> _SET TASK_:
Omit all images. Transcribe the rest of the material below exactly.

Entries from a point annotation set
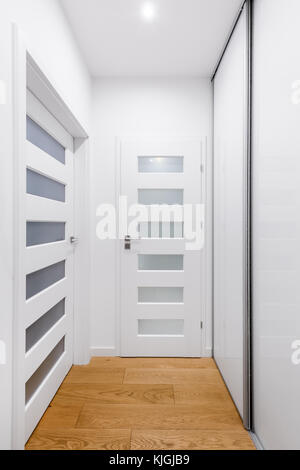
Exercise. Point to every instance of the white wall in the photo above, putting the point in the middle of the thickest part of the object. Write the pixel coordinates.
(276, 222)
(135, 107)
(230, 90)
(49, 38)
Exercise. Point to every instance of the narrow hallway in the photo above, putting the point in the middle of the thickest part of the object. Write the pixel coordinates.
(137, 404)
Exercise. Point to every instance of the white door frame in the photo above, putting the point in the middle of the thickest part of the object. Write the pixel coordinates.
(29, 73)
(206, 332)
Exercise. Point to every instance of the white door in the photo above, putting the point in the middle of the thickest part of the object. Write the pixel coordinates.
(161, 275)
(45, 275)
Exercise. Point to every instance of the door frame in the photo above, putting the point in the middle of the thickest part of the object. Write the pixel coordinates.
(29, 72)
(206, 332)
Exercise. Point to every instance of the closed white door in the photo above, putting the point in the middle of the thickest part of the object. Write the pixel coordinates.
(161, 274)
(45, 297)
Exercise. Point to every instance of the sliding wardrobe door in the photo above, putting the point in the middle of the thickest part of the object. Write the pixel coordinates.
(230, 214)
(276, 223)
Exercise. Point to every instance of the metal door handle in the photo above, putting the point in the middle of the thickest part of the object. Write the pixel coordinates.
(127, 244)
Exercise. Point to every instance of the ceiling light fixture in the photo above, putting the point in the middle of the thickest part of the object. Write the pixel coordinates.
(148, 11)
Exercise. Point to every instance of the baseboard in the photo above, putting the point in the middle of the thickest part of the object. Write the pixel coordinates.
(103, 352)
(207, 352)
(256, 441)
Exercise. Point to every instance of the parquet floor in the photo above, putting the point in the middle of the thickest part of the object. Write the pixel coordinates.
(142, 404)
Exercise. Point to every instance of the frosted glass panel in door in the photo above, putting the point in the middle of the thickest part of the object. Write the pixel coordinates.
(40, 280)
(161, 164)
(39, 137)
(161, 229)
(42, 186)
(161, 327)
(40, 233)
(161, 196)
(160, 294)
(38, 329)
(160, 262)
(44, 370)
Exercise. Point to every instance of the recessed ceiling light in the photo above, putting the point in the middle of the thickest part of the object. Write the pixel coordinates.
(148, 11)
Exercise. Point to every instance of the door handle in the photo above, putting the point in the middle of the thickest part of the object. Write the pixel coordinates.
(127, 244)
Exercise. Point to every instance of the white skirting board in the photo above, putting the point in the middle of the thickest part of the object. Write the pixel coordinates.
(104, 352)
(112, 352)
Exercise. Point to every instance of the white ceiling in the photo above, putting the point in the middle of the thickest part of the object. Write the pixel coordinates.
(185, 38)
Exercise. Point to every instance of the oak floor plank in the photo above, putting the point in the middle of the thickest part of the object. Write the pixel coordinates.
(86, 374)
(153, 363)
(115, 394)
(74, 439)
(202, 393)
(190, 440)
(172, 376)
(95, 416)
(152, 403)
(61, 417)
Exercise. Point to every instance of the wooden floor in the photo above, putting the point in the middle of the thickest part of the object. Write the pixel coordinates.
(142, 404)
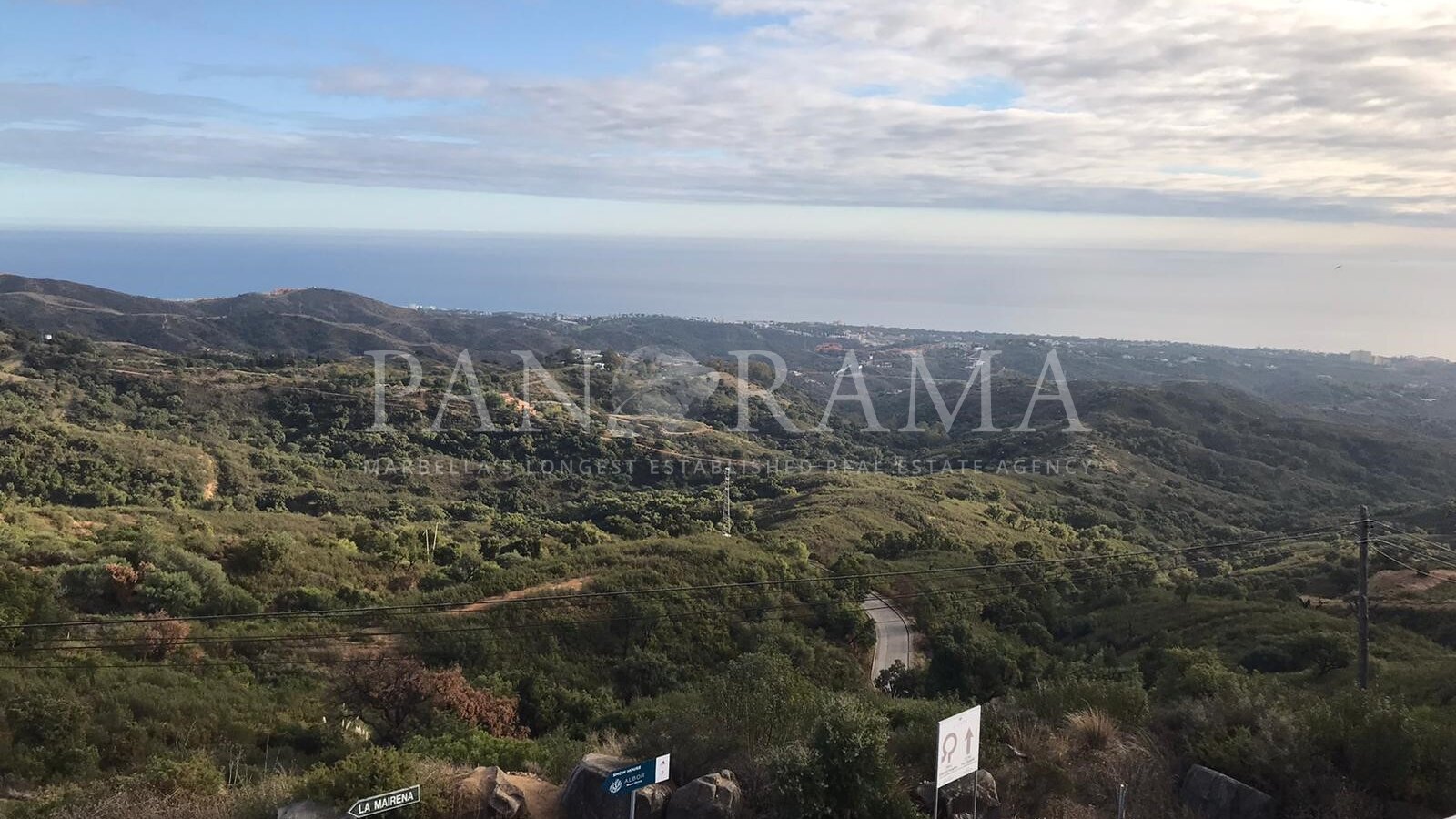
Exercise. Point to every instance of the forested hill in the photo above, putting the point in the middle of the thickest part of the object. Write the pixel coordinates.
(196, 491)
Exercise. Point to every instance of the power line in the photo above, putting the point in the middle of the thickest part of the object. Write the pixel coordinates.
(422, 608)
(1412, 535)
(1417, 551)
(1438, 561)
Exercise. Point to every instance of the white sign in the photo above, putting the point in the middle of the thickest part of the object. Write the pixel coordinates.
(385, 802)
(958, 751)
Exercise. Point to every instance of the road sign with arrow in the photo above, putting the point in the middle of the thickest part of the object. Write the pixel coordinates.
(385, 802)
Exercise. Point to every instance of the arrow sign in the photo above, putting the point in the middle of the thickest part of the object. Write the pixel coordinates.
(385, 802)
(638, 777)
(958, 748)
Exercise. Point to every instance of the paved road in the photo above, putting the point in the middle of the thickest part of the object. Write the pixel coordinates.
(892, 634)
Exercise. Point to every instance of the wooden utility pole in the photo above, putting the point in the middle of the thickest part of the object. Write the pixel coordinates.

> _RESPONSE TO THIS TASK_:
Exercise. Point to every instance of the white wall in the photo above, putting the point in the middle of the thickest part of the object. Write the pixel coordinates.
(276, 222)
(135, 107)
(230, 90)
(49, 38)
Exercise. Point to every instance of the narrow hallway in the photo above, putting the point in the middle of the thickest part of the object. Write the pixel coordinates.
(137, 404)
Exercise. Point to every instance of the white door frame in the photo above, putting the point in the middle of the thickest part of the object. Write the pixel coordinates.
(29, 73)
(206, 332)
Exercise. Point to every instance of the white door in the photo above, putting the point in the middle of the thickest part of the object. Write the pixel coordinates.
(161, 275)
(45, 275)
Exercise. Point to every instance of the door frame in the photo above, putting the point in the middle of the thickest part of the object. Write the pixel coordinates.
(29, 72)
(206, 332)
Exercise. Point to every instance of the closed white door in the photo above, putting the point in the middle of the thickest part of the object. Write the pixel coordinates.
(161, 274)
(45, 297)
Exercise. Point to every instance of the sliding wardrobe door in the photo above, putting the point in the middle of the thickest part of the object. Write the pixel coordinates.
(230, 214)
(276, 223)
Exercise. Point to every instance of the metal door handle in the photo above, putting the point in the middle of the thickest part of the object. Write the pixel coordinates.
(127, 244)
Exercise. Point to every instance of the ceiling light fixture in the photo above, putting the point in the middle of the thickest part of the object. Write the pixel coordinates.
(148, 11)
Exercise. Point to every instance of the baseboard in the photo above, putting the point in the middle of the thickest part of the object. Write the pixel coordinates.
(103, 352)
(207, 352)
(256, 441)
Exercise. Point to every instance of the parquet floor in the photo above, putting the point in the middle of the thickest part of the object. Write the pixel coordinates.
(142, 404)
Exercise. Point to every instance of the frosted glass panel in door in the photo above, putting the point in the middle of the thickest part of the object. Write the pixel coordinates.
(40, 280)
(161, 164)
(39, 137)
(161, 229)
(42, 186)
(161, 327)
(40, 233)
(161, 196)
(160, 294)
(38, 329)
(160, 262)
(44, 370)
Exercise. Point to every instance of the recessed ceiling light in the photo above, putting the point in the middle of the thickest part of the object. Write the pixel coordinates.
(148, 11)
Exercise. Point to every instance of the door handle in the photo above, putting the point in the middle of the thickest part of the object. Write the pixel coordinates.
(127, 244)
Exercise. Point to every instance of the white skirting board in the photo above, putting the point in the middle of the thickest part of the object. Write the pixel coordinates.
(104, 352)
(112, 352)
Exercise. Point to every instance of the white ceiling in the photo above, putting the point in the middle of the thickest part of the object. Write the pixel coordinates.
(185, 38)
Exercise. Point to every instance of the oak floor plank in the photo above, putting the point in the middle of the thickest part of the object. Write the pixel coordinates.
(86, 374)
(153, 363)
(115, 394)
(74, 439)
(202, 393)
(190, 440)
(172, 376)
(95, 416)
(152, 403)
(61, 417)
Exercise. Point to every instance of the wooden floor in the photo above, putting the point in the middle of the thickest part of the object. Write the pixel coordinates.
(142, 404)
Exercise. Point to every instance of the forested hill in the photo above, putting the point in the middle of the thickest part of the object. Write the pixel coordinates.
(196, 491)
Exercise. Point to every instance of the power line in the photo above, putting the point in the middle of the thickest part of the object. Write the pixel coordinates.
(422, 608)
(1412, 535)
(1417, 551)
(1438, 561)
Exercise. Point to every instance of the white sign in the photo above, putting the point in the middle of the thickest part of the object. Write the pixel coordinates.
(385, 802)
(958, 751)
Exercise. Point to every instance of the road sign with arrow in the photo above, putting the point in the middle of the thickest part of the object. Write the pixel coordinates.
(385, 802)
Exercise. Point to every instance of the arrow sign in the photo above, putting the point in the middle of the thickest part of the object. Write the pixel coordinates.
(385, 802)
(638, 777)
(958, 748)
Exercise. Point to every instance of the paved road in the photo above, putting the point in the middle of the thickest part of the object. Write the pixel coordinates.
(892, 634)
Exercise. Point to every instance of the wooden utility pole in the photo above, putting the point in the middle of the thickest part of the object. Write the pixel coordinates.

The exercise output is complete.